Sudan has a long tradition of forming political parties, but the practice has changed substantially over time. After World War II, two dominant parties emerged which drew for support from major Muslim sects and between them dominated coalition governments of the liberal democratic period of post-independence Sudanese politics. However, the parties were seen by newly educated and urbanized elements as failing to modernize the country, and subsequently more ideological movements emerged. One of these, an offshoot of Egypt’s Muslim Brotherhood, organized the 1989 coup which eventually led to the formation of the dominant National Congress Party (NCP). In addition to its ideological base, the NCP has used oil revenues to build a clientelistic base of “crony capitalists” while working to undermine the support base of parties ousted in 1989. This work was an important factor in the defeat of those parties in the 2010 elections; yet the breadth of the NCP’s social support remains in doubt especially if the oil-based economy should falter.

Party building in the south has been historically more difficult, with ethnic fragmentation and rivalry hindering its development. A combination of military success in civil war and oil revenues since 2005 has helped the Sudan People’s Liberation Movement (SPLM) become dominant, but ethnic tensions persist.

DIRECTIVE 1
Answer these questions from the passage on Sudanese political parties:
(a) What did the two dominant parties that emerged after World War II draw support from?
(b) Which party eventually formed as a result of the 1989 coup?
(c) What hindered party building in the south?
DIRECTIVE 2
Copy word for word the part of the passage on Sudanese political parties starting at "Party building in" and ending at "ethnic tensions persist.".
The entries after this text are separate material.

GIVEN ENTRIES

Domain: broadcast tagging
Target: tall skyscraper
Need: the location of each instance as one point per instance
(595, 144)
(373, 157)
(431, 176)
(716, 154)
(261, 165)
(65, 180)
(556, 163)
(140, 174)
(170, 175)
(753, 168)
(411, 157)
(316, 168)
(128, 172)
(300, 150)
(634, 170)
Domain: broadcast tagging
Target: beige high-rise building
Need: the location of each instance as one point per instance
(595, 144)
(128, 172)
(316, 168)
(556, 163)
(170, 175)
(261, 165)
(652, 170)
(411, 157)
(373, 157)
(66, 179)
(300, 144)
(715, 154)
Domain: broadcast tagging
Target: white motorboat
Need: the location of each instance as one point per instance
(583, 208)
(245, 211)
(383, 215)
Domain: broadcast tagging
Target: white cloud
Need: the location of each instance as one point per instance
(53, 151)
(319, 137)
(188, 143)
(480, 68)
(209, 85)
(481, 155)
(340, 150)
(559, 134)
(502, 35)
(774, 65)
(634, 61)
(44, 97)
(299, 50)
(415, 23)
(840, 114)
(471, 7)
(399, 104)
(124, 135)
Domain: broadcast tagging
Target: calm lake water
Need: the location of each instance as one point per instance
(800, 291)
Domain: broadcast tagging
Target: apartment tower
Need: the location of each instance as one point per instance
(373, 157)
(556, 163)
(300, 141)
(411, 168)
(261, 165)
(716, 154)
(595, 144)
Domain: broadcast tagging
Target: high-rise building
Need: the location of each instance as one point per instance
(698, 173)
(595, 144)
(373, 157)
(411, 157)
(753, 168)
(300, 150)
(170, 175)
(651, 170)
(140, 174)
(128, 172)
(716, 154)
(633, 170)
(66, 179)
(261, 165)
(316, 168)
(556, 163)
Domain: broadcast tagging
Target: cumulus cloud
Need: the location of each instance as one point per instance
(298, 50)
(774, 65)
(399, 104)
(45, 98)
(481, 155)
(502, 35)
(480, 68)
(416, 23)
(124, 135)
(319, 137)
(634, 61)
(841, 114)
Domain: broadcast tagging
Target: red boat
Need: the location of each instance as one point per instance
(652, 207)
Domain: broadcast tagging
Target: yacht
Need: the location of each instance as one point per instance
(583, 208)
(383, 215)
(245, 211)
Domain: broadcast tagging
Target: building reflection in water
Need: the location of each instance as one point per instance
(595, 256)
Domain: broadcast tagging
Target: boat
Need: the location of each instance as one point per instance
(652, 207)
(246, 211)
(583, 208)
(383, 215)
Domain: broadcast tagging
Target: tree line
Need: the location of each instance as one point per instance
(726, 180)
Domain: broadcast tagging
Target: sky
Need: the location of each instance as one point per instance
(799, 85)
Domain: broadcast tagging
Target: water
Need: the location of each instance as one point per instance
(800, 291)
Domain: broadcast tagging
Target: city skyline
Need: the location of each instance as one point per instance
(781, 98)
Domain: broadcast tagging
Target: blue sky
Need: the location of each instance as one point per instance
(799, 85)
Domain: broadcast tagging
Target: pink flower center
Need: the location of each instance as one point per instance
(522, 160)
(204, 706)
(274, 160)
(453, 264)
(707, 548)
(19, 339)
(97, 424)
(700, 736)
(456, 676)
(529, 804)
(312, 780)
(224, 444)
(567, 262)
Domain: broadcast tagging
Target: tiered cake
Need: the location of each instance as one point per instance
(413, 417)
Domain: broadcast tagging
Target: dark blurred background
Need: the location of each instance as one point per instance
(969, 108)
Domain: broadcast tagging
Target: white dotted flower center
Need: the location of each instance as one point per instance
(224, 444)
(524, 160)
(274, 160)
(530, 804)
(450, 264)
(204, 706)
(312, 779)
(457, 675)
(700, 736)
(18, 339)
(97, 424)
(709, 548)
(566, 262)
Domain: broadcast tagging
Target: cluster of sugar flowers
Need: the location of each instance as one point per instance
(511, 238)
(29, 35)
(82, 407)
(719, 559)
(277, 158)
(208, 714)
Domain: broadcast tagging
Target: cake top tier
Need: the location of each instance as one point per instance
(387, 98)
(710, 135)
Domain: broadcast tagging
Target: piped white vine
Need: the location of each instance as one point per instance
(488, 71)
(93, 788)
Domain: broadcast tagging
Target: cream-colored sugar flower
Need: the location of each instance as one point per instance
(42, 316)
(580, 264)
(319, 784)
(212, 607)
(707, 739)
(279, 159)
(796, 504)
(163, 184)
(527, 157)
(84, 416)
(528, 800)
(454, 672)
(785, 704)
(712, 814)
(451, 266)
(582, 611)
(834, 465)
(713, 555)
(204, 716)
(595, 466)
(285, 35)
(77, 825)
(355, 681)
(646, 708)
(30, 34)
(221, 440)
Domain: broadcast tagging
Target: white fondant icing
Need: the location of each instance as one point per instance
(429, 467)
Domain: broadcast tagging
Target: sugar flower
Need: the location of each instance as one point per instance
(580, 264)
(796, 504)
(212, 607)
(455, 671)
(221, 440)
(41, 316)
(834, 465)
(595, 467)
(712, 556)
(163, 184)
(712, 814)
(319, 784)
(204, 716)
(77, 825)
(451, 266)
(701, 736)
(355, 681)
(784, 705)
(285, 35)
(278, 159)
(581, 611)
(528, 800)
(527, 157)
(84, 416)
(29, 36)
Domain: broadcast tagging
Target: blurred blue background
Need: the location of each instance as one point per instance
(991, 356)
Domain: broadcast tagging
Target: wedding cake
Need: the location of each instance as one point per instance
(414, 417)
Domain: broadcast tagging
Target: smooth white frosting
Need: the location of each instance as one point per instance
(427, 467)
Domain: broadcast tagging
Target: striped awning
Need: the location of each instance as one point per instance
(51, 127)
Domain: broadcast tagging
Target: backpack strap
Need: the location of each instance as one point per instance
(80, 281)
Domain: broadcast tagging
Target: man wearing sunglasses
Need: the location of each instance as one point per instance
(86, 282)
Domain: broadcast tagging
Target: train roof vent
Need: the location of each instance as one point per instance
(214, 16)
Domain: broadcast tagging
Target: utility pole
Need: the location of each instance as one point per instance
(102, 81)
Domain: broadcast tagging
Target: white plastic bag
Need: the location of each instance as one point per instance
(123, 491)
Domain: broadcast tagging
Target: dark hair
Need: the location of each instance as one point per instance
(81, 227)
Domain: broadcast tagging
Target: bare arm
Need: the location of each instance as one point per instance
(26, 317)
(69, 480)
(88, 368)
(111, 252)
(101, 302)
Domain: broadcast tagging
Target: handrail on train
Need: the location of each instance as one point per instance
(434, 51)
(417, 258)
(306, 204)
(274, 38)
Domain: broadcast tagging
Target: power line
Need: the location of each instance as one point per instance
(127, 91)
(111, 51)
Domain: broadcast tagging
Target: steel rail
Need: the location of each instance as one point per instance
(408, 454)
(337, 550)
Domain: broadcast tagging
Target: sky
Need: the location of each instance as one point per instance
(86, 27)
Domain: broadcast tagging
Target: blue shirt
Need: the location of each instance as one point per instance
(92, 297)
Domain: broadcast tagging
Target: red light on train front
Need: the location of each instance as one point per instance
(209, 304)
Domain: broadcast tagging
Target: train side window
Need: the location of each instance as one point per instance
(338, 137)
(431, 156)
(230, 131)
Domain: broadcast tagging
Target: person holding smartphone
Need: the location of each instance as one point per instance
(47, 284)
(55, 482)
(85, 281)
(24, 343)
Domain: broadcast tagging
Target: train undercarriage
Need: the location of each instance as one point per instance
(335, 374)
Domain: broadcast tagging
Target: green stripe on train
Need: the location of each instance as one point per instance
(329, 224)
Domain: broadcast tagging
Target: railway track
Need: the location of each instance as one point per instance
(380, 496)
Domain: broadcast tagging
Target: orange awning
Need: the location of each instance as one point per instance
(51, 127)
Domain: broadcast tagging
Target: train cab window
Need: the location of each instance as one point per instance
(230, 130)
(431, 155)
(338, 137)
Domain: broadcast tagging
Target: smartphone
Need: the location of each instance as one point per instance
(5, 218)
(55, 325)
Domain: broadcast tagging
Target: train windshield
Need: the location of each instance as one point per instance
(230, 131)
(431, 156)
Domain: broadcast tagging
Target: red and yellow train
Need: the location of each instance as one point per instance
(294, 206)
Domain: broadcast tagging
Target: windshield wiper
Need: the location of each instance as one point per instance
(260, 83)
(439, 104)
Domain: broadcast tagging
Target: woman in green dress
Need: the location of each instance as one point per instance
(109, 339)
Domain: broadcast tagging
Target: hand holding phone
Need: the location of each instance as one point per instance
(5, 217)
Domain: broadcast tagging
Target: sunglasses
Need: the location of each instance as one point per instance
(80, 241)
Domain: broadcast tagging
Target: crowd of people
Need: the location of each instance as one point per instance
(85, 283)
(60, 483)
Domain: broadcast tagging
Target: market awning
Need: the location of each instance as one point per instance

WRITTEN REPLY 1
(a) Major Muslim sects
(b) The National Congress Party (NCP)
(c) Ethnic fragmentation and rivalry

WRITTEN REPLY 2
Party building in the south has been historically more difficult, with ethnic fragmentation and rivalry hindering its development. A combination of military success in civil war and oil revenues since 2005 has helped the Sudan People’s Liberation Movement (SPLM) become dominant, but ethnic tensions persist.